— Texto fuente —
• • • •

Jueves, 6 de marzo de 2014 | Hoy
CINE › LITA STANTIC: EL CINE ES AUTOMóVIL Y POEMA, DE MáXIMO ESEVERRI Y FERNANDO PEñA
Del cine militante de los ’60 y ’70 a su rol en el impulso de cineastas como Lucrecia Martel y Adrián Caetano, la productora y directora merecía un libro que repase tantos años de cine, además de ofrecer el DVD remasterizado de Un muro de silencio.
Por Ezequiel Boetti
Suena raro hablar de la obra de una productora, entendiéndose este término como un conjunto de películas agrupadas no sólo por un nombre, sino también por la presencia de patrones estilísticos y temáticos comunes. Pero Lita Stantic obliga a torcer la lógica. Tanto que quizá sea el único caso del país en el que pueda aplicarse el término cahierista de autora. Porque ella estuvo, quizá sin saberlo, siempre un paso adelante del rumbo mayoritario del cine argentino, haciendo de la coherencia artística e ideológica un norte innegociable. Así fue que bregó por el cine militante en los ’60 y ’70, conformó un tándem histórico con María Luisa Bemberg en los ’80, tematizó las consecuencias de la dictadura desde la óptica de los rugosos vericuetos de la memoria en Un muro de silencio en los ’90, y, más aquí en el tiempo, apoyó a directores fundamentales del llamado Nuevo Cine Argentino como Lucrecia Martel, Adrián Caetano y Pablo Trapero. La edición de un libro sobre ella era, entonces, una deuda pendiente saldada en estos días con la publicación de Lita Stantic: el cine es automóvil y poema, segundo eslabón de la colección Cosmos de la editorial Eudeba después de Raab/Visconti: La Tierra Tiembla. “El interés estaba en su singularidad: una persona del ámbito local, que es mujer y que pasó por diferentes momentos de la disciplina siempre en un lugar clave. Parecía muy difícil encontrar una persona más pertinente para un trabajo de este tipo”, justifica Máximo Eseverri, coautor del texto junto a Fernando Martín Peña.

• • • •

— Tarea planteada 1 —
Enumera los directores del llamado Nuevo Cine Argentino que, según el artículo, recibieron el apoyo de Lita Stantic.

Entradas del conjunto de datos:
• • • •

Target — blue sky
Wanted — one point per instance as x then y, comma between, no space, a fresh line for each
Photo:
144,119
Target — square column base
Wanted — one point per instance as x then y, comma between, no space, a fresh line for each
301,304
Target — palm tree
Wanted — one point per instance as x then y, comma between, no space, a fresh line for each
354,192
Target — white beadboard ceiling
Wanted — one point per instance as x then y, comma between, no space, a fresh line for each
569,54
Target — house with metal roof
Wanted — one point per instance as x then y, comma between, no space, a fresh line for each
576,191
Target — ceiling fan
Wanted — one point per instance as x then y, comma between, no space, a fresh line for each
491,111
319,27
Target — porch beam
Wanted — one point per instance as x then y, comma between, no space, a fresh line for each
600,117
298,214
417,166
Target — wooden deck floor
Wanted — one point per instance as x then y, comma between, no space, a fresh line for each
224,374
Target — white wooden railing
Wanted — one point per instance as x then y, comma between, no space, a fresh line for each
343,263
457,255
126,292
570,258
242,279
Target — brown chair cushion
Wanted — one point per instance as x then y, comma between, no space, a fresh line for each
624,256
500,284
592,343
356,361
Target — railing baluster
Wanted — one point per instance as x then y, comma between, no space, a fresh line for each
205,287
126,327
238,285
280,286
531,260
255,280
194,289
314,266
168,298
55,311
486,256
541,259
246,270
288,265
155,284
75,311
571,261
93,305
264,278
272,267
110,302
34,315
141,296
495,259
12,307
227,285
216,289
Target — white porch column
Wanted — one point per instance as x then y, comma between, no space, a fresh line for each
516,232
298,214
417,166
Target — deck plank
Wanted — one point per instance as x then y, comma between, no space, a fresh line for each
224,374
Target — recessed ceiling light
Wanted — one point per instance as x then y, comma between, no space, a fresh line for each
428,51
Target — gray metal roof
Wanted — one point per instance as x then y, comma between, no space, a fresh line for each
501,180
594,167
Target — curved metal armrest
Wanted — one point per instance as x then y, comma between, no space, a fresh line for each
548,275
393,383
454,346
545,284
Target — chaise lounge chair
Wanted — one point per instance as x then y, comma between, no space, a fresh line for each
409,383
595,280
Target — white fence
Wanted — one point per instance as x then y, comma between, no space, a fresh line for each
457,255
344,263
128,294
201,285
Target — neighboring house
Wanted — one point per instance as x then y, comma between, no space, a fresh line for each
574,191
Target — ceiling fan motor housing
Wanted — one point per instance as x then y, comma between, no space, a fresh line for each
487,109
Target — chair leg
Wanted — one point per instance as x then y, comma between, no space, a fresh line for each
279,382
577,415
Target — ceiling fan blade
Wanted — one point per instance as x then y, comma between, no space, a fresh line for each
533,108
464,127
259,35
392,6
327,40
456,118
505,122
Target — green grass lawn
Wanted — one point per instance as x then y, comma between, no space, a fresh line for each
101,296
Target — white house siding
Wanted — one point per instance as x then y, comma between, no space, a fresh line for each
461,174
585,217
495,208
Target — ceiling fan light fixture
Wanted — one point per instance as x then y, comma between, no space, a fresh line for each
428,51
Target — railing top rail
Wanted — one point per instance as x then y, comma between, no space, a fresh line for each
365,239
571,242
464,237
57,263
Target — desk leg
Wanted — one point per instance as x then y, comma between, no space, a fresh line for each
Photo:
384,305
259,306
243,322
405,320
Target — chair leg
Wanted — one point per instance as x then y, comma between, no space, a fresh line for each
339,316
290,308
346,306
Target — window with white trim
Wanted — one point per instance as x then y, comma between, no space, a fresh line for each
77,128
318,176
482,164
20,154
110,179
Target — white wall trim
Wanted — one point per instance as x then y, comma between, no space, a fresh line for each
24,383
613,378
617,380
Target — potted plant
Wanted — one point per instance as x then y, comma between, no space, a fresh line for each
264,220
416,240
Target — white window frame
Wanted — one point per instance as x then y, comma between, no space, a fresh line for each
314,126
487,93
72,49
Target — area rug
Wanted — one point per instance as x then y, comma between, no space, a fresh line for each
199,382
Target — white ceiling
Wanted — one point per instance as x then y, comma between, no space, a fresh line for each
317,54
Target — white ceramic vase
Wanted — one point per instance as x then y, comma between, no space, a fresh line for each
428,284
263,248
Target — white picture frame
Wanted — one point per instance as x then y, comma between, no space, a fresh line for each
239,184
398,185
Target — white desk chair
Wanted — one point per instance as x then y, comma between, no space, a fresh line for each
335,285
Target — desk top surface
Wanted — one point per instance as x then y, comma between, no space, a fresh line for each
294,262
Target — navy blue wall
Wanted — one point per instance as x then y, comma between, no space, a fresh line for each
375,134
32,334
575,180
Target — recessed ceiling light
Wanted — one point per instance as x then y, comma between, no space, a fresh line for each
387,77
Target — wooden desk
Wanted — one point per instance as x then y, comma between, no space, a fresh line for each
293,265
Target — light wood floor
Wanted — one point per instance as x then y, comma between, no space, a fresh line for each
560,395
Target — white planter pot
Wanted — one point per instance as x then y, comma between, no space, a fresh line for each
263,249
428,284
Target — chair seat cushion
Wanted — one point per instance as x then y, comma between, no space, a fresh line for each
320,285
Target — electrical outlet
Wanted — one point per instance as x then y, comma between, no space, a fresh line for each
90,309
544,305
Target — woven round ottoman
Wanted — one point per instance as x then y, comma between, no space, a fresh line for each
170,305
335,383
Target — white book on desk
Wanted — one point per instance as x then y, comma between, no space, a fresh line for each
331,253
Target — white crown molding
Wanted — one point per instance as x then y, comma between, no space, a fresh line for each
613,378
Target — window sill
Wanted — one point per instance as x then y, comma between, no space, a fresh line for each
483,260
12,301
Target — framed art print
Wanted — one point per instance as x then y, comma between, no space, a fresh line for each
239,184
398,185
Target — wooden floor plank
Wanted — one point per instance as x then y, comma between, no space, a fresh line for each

• • • •

— Tarea planteada 2 —
Muestra cada línea de los registros que contenga la palabra "floor".

— Respuesta correcta 1 —
Lucrecia Martel, Adrián Caetano y Pablo Trapero.

— Respuesta correcta 2 —
Target — wooden deck floor
Target — light wood floor
Target — wooden floor plank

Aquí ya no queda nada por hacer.